Records of labeled boxes:
• • • •

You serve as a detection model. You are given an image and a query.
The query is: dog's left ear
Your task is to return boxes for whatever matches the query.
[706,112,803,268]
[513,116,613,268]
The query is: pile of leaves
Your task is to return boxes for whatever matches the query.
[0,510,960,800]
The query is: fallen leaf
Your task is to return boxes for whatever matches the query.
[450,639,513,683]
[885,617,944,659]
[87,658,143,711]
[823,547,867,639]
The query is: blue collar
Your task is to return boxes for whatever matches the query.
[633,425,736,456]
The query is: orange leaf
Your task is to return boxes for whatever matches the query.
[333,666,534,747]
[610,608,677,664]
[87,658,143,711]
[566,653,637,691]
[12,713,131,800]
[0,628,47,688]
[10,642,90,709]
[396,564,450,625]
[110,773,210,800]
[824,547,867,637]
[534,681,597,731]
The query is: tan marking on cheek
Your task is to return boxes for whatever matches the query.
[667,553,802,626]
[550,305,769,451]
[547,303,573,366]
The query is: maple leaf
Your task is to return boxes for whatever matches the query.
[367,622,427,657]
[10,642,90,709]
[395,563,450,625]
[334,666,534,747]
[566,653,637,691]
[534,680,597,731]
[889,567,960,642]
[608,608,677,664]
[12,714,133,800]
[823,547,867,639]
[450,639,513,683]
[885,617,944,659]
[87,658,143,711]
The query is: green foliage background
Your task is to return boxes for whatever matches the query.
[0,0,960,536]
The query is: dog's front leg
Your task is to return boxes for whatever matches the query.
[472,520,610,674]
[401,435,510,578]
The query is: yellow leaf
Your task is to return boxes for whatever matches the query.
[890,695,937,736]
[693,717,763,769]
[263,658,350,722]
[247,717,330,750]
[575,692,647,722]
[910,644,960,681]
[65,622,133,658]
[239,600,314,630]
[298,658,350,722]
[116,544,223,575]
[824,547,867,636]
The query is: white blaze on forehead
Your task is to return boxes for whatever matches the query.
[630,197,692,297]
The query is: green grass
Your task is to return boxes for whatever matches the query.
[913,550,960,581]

• • • •

(YOUR INSTRUCTIONS):
Reproduce the entire listing above word for word, keeping every line in its original order.

(SOLUTION TO THIS TASK):
You serve as a detection model. You are given an image and a query.
The query is: dog's left ear
Your task is to return boxes for whatever matches the query.
[706,112,803,268]
[513,116,613,268]
The query is: pile of leaves
Your task is to return boxes for whatever matches the query.
[0,510,960,800]
The query is: fallen leaf
Your task is to return boxes for whatever matches the query.
[450,639,513,683]
[885,617,944,659]
[87,658,143,711]
[823,547,867,639]
The query is: blue collar
Your task is to return boxes for whatever matches the query.
[633,425,736,456]
The query is: orange leaf
Your task is to return boxes for whatever matches the query.
[333,666,534,747]
[610,608,677,664]
[87,658,143,711]
[566,653,637,691]
[12,713,131,800]
[0,628,47,688]
[10,642,90,709]
[396,564,450,625]
[110,773,210,800]
[824,547,867,637]
[534,681,597,731]
The query is: tan marking on cheek
Your task is to return boxes for whatever matches the query.
[667,553,802,626]
[550,305,769,451]
[547,303,573,366]
The query is: maple leaf
Your task is to return boxes for whatever matches the query.
[367,622,427,657]
[10,642,90,709]
[395,563,450,625]
[334,666,534,747]
[566,653,637,691]
[534,680,597,731]
[889,567,960,642]
[608,608,677,664]
[12,714,133,800]
[823,547,867,639]
[450,639,513,683]
[885,617,944,659]
[87,658,143,711]
The query is: green foliage background
Your task is to return boxes for whatever matches the query.
[0,0,960,536]
The query is: dog's front leg
Your task is to return boxes for whatever matches the query.
[472,520,610,674]
[401,435,510,578]
The query is: yellow leaf
Your task is to return boxes for whatever matches the query.
[890,695,937,736]
[693,717,763,769]
[263,658,350,722]
[247,717,330,750]
[575,692,647,722]
[910,644,960,681]
[65,622,133,658]
[239,600,314,630]
[298,658,350,722]
[116,544,223,575]
[824,547,867,636]
The query is: white blaze on forehead
Your task is to return boxes for whatever matches the query.
[630,197,692,297]
The query is: green grass
Your task is to return boxes for whatever matches the query.
[913,550,960,581]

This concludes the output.